_TEXT SHOWN_:
[start]

Returns: true or false for the validation status, or throws an Array of descriptive errors if raiseInvalid is set to true.

The update method provides a way for updating the Datapackage descriptor properties. The provided Object is merged with the current descriptor and this is validated against the specified profile.

Note: the objects are not deeply merged. Internally we use the assignIn method from Lodash.

.addResource({Object} resource)

Returns: true or false for the validation status, or throws an Array of descriptive errors if raiseInvalid is set to true.

Method for adding a resource to the datapackage.

Class getters

.valid

Returns: true or false for the validation status of the datapackage. Datapackages are always valid if raiseInvalid is set to true.

.errors

Returns: an empty array if there are no errors, or array with strings if there are errors found.

.descriptor

Returns: the datapackage descriptor

.resources

Returns: array of Resource class objects

Resource

A class for working with resources. You can read or iterate resources with the table method.

import { Resources } from 'datapackage'
 
const resourceData = [[180, 18, 'Tony'], [192, 32, 'Jacob']]
const resourceSchema = {
  fields: [
    {
      name: 'height',
      type: 'integer',
    },
    {
      name: 'age',
      type: 'integer',
    },
    {
      name: 'name',
      type: 'string',
    },
  ],
}
const resource = new Resource({ data: resourceData, schema: resourceSchema })

[end]

In the datapackage documentation, which Lodash method does the update method use internally to merge objects? You won't need the lines for this.

_SUPPLIED MATERIAL_:
[start]

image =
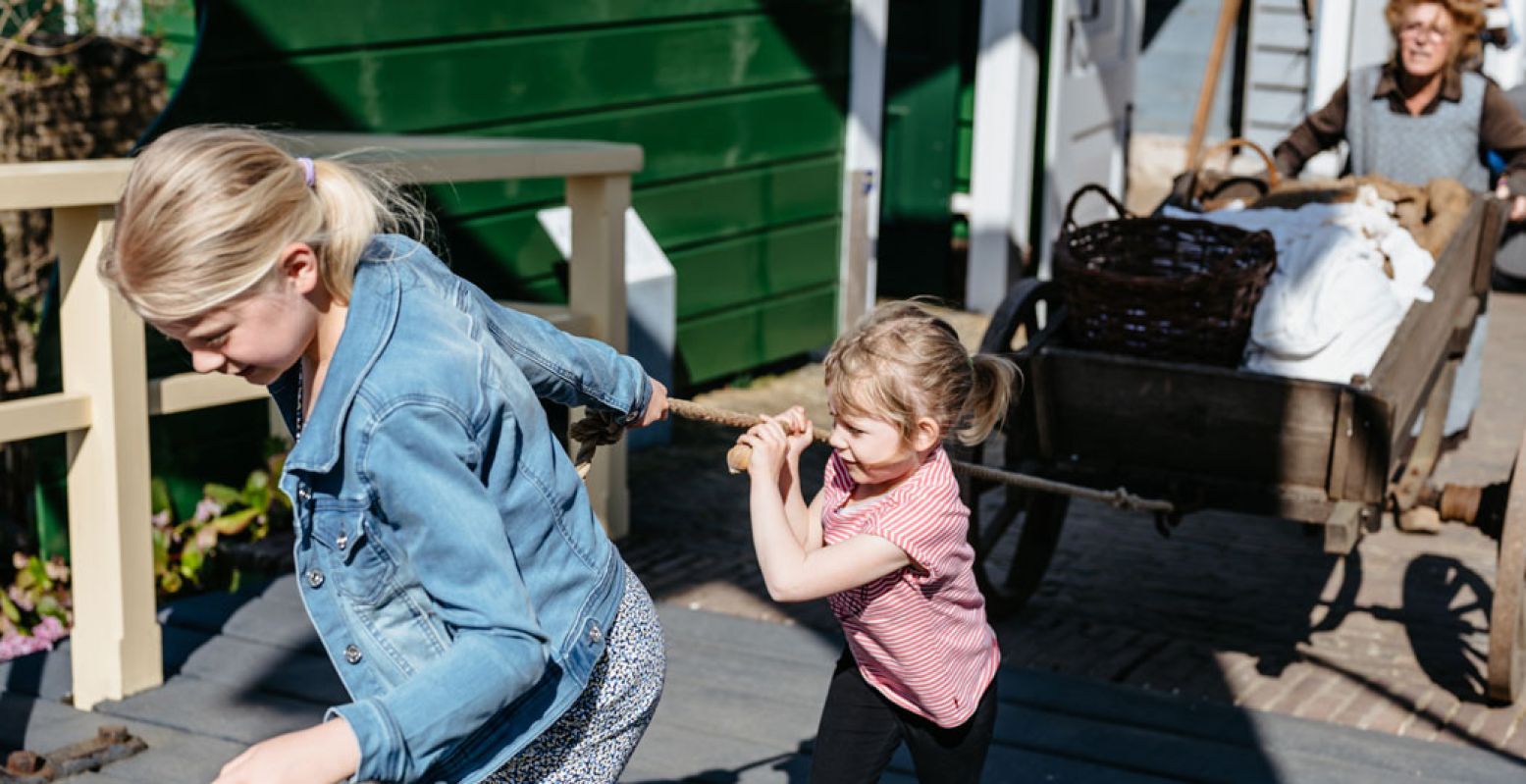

[end]

_OUTPUT OF THE TASK_: The assignIn method.